Data items

....

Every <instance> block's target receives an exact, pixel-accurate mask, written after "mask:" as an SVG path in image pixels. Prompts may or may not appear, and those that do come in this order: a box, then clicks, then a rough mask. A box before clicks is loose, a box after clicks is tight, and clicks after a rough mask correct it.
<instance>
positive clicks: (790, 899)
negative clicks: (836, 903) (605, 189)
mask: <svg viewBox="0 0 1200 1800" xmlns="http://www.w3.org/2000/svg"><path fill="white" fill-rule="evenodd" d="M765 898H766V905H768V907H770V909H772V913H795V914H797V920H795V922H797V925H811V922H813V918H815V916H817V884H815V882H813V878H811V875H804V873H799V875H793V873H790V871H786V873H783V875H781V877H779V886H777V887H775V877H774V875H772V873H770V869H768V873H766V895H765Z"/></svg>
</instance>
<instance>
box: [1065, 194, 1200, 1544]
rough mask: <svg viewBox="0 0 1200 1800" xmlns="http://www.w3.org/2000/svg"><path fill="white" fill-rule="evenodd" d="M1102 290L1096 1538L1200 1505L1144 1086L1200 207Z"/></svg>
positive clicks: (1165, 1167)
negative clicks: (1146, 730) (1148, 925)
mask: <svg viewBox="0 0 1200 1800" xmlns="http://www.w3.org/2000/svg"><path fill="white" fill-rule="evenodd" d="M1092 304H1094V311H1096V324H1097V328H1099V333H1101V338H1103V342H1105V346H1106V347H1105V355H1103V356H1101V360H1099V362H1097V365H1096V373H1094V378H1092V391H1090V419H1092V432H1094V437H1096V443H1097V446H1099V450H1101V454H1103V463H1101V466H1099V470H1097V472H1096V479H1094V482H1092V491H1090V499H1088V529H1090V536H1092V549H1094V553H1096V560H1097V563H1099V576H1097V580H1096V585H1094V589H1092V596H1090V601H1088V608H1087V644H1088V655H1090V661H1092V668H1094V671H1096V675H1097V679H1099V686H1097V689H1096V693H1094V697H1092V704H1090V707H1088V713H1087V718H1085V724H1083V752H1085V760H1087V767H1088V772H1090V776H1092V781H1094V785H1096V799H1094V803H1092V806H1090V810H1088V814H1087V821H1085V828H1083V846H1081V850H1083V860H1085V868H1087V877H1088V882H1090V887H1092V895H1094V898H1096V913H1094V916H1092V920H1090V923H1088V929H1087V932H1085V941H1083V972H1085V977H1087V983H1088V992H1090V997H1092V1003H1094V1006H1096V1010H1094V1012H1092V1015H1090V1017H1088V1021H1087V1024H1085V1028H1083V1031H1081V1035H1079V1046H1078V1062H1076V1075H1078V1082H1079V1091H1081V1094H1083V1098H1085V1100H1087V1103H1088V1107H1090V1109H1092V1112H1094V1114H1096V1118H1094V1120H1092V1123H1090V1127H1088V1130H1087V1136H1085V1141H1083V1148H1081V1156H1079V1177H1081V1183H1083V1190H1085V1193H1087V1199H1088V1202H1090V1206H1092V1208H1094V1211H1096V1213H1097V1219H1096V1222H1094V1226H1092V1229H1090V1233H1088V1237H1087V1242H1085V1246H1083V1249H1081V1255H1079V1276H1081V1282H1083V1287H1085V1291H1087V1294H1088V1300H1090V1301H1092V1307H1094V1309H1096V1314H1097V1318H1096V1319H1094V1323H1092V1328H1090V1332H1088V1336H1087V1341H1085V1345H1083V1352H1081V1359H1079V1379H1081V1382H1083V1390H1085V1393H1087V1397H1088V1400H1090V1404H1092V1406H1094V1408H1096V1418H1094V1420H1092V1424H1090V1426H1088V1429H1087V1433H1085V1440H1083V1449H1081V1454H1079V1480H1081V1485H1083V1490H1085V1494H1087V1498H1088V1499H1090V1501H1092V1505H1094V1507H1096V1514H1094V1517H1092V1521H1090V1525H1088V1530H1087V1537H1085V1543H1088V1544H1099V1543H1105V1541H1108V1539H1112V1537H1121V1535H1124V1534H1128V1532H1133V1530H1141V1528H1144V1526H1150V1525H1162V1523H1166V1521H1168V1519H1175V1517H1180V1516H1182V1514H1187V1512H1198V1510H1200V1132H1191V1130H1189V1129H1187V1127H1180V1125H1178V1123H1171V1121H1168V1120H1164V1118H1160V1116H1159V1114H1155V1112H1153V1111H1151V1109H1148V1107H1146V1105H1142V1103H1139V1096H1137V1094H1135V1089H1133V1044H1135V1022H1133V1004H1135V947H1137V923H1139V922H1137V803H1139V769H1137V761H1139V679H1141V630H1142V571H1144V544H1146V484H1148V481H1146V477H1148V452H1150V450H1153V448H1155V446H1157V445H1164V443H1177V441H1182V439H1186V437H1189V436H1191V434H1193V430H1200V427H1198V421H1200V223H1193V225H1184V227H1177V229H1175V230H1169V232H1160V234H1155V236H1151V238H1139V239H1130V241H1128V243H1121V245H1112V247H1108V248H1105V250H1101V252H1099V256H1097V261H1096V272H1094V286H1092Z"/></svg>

....

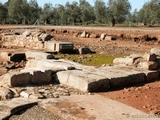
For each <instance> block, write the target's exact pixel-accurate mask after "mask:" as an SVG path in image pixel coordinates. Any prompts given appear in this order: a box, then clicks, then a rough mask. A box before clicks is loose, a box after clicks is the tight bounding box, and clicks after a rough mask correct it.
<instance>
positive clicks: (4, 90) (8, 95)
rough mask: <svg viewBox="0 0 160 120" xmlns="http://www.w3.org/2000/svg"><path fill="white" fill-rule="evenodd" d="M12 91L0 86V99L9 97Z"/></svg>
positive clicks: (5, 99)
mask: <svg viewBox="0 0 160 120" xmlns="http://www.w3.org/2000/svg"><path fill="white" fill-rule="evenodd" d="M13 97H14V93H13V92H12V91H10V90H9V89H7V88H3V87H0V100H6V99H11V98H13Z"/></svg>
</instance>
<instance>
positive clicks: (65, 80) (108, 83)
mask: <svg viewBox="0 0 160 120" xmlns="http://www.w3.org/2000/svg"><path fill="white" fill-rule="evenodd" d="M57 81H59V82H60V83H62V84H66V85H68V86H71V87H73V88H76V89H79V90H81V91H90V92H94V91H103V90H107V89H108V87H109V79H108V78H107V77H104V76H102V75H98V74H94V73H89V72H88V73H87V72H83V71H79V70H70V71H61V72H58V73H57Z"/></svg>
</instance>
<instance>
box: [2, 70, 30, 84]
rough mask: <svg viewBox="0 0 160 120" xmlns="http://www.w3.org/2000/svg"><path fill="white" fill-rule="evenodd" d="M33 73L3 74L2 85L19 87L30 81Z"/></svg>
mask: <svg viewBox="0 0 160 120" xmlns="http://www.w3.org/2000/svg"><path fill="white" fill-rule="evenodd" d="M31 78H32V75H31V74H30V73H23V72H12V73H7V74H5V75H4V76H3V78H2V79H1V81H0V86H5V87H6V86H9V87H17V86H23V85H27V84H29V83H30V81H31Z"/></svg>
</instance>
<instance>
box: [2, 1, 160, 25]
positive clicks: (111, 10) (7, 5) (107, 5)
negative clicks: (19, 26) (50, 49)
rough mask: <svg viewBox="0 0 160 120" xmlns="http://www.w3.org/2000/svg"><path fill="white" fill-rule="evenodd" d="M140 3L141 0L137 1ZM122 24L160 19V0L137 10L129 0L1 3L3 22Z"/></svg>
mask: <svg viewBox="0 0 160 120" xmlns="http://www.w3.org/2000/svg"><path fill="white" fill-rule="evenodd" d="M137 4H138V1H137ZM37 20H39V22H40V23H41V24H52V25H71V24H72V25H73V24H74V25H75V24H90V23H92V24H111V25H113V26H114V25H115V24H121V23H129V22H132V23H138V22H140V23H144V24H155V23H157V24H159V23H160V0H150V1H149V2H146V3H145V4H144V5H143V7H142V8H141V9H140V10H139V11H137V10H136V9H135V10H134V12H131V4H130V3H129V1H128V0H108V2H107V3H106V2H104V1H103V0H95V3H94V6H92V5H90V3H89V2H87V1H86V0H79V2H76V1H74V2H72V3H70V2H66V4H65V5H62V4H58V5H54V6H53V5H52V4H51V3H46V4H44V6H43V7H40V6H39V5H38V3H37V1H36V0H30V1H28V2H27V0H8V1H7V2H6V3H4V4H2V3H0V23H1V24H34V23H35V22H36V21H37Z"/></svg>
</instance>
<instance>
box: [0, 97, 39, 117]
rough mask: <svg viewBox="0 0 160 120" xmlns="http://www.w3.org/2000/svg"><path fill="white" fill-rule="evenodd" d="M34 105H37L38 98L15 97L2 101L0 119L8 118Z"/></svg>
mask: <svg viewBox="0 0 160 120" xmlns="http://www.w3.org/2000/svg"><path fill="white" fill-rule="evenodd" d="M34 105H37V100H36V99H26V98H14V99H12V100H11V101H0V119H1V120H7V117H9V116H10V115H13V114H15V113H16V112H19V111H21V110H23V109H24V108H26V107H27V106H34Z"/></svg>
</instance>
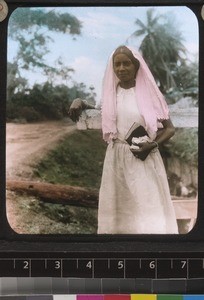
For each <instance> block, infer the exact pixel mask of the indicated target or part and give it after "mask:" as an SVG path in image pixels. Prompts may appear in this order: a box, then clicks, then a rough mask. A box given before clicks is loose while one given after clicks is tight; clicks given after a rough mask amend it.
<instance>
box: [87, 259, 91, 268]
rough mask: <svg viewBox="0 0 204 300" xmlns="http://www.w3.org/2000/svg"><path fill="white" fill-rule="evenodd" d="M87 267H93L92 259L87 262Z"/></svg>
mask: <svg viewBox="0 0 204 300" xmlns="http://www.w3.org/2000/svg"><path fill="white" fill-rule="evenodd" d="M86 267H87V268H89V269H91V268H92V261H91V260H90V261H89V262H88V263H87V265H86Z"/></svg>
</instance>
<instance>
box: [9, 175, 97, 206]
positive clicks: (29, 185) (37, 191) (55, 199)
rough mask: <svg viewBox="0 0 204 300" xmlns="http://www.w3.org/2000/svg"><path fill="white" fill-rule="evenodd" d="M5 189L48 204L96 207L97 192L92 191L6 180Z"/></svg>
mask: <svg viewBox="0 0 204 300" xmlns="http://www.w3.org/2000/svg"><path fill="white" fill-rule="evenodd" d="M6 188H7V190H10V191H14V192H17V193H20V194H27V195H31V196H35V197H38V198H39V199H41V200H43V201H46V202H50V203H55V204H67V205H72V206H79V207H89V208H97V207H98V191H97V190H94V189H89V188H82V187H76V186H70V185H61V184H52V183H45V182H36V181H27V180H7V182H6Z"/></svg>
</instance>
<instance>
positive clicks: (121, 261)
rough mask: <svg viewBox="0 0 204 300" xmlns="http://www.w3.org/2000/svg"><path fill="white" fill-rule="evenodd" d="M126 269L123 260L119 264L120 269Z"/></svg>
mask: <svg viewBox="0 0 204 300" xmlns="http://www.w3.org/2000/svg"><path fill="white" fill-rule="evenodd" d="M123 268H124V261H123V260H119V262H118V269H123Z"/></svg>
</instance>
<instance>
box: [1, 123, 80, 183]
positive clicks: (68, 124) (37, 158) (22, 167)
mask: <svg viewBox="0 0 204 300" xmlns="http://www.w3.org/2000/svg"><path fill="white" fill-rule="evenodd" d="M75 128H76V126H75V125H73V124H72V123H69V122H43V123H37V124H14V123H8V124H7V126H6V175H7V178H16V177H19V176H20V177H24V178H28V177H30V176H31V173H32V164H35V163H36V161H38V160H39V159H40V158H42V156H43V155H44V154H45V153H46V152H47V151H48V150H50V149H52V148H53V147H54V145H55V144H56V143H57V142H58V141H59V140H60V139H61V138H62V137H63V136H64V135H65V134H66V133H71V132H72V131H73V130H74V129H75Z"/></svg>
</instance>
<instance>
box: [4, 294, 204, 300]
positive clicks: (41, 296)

....

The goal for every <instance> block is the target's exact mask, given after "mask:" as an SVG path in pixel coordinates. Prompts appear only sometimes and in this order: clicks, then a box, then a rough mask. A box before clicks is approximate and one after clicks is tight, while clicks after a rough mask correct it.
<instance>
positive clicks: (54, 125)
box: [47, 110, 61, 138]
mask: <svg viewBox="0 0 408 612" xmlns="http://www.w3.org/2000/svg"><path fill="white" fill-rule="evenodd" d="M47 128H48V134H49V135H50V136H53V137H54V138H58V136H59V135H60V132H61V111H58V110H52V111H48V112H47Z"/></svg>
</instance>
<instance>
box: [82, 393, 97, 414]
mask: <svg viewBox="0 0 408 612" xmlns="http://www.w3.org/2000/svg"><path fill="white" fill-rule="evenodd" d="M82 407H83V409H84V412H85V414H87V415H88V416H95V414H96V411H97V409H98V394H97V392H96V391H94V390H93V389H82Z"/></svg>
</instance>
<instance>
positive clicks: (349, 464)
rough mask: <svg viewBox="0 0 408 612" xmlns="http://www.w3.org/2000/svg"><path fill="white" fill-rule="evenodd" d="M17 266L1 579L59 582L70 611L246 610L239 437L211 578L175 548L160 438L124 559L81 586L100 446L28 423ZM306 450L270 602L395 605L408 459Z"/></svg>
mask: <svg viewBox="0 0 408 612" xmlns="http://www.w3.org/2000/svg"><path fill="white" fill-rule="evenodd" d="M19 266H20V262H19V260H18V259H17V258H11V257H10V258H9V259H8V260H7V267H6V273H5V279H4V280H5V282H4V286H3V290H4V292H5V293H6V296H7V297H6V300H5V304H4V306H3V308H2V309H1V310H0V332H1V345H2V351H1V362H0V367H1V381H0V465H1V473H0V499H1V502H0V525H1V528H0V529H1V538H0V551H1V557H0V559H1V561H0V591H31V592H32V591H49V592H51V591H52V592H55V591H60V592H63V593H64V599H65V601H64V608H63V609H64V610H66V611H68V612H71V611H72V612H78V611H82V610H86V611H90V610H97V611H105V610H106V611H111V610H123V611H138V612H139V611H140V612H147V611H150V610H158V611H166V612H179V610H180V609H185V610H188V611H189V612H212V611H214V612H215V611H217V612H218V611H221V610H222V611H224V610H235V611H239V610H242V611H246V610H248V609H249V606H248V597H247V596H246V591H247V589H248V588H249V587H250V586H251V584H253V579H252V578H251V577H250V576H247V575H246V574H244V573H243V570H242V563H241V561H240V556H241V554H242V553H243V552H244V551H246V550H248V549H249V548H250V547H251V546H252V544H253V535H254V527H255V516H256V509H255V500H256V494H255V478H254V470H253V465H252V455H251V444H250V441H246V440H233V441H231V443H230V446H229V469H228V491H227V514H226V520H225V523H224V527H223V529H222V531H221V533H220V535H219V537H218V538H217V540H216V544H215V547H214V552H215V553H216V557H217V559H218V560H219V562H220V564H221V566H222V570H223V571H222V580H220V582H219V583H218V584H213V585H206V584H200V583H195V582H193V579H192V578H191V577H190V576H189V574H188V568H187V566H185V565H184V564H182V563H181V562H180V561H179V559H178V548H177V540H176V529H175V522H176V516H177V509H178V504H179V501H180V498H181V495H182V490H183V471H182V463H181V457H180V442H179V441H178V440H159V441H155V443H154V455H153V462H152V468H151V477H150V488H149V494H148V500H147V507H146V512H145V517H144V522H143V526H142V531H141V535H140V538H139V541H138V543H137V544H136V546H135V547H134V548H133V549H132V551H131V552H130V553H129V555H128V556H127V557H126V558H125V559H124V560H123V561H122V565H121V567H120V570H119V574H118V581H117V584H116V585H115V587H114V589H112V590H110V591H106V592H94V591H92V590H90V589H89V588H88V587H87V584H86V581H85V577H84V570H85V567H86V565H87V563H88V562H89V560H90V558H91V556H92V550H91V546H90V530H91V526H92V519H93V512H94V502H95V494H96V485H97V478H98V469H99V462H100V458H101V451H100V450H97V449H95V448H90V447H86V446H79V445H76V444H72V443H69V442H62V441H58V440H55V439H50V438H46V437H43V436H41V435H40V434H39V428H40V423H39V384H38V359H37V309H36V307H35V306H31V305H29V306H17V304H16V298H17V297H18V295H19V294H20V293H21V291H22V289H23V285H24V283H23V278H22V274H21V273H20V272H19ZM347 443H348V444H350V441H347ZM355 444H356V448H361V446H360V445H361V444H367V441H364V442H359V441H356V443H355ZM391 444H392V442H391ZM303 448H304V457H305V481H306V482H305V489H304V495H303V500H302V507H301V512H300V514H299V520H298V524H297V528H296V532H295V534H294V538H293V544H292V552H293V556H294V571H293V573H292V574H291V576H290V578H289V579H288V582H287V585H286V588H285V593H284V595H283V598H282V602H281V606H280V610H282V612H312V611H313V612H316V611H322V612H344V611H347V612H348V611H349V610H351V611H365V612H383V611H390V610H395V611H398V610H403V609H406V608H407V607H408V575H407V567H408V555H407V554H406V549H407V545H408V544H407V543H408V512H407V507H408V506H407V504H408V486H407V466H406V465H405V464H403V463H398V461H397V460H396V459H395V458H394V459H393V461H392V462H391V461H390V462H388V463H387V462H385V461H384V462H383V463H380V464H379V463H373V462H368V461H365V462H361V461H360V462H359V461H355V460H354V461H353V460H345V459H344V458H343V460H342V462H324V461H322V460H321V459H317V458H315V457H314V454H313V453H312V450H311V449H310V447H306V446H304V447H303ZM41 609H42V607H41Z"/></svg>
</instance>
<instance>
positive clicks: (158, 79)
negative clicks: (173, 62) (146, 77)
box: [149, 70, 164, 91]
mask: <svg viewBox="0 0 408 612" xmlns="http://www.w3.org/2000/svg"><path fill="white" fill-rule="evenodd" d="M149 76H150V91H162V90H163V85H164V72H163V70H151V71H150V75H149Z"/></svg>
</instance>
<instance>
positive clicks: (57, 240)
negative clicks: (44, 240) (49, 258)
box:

....

About this task
Write out the stretch of the entries from the line containing "Every <instance> block's" through the line containing "negative clicks: (836, 903) (605, 189)", both included, reproducing each line exactly.

Answer section
Every <instance> block's target receives an exact, pixel-accurate mask, written after "mask:" as an SVG path in image pixels. Prompts may or may not appear, and those that do come in this order: a box, then clicks, then a rough mask. A box before clicks is loose, a box after clicks is tight, and clicks after a rough mask correct it.
<instance>
positive clicks: (790, 899)
negative clicks: (836, 903) (605, 189)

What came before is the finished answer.